# START OF SUPPLIED RECORDS

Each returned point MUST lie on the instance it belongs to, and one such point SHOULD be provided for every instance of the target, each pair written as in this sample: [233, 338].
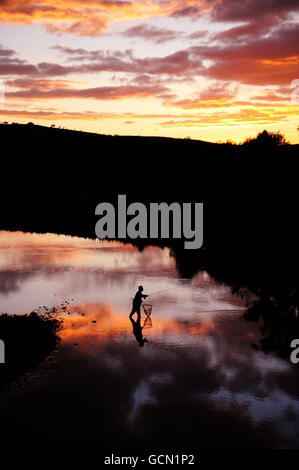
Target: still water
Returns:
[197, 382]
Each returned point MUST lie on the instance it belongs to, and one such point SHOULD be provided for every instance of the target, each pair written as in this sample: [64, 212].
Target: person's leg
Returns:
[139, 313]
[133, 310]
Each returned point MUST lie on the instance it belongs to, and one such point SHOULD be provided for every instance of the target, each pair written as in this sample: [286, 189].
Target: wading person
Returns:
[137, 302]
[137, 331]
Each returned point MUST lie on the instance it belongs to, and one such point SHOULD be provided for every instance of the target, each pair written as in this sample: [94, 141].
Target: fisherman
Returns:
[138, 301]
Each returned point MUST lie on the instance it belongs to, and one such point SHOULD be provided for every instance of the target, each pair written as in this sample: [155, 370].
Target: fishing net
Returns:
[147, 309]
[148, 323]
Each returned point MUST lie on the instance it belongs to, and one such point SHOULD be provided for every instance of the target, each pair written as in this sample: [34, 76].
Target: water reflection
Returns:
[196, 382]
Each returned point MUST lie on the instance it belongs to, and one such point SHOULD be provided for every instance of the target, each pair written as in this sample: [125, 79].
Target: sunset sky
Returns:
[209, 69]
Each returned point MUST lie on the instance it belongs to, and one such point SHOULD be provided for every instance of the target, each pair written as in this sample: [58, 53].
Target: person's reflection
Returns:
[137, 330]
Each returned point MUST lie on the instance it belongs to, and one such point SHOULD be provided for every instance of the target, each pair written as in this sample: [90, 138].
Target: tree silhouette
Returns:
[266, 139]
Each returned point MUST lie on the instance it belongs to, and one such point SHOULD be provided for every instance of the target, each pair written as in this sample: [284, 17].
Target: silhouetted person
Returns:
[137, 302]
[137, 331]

# END OF SUPPLIED RECORDS
# START OF SUPPLIED RECORDS

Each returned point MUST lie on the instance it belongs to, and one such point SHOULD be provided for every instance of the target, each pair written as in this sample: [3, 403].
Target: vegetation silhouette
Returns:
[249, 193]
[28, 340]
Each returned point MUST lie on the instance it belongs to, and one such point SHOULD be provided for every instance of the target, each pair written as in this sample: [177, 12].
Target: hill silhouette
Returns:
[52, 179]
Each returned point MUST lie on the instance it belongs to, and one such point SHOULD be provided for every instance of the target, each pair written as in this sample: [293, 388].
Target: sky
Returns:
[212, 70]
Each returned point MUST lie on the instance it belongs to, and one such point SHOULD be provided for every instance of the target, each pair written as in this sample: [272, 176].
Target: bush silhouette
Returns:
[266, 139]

# END OF SUPPLIED RECORDS
# START OF SUPPLIED RECORDS

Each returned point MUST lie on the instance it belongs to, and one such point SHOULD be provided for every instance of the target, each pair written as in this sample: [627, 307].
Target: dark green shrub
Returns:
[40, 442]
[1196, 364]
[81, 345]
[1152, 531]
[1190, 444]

# END OF SUPPLIED RECORDS

→ **BRIEF**: Please pull out every line of the listing above that contains the word "person", matching case exactly.

→ **SOLUTION FOR THIS EXERCISE**:
Target: person's leg
Target: wading person
Target: person's reflection
Target: silhouetted person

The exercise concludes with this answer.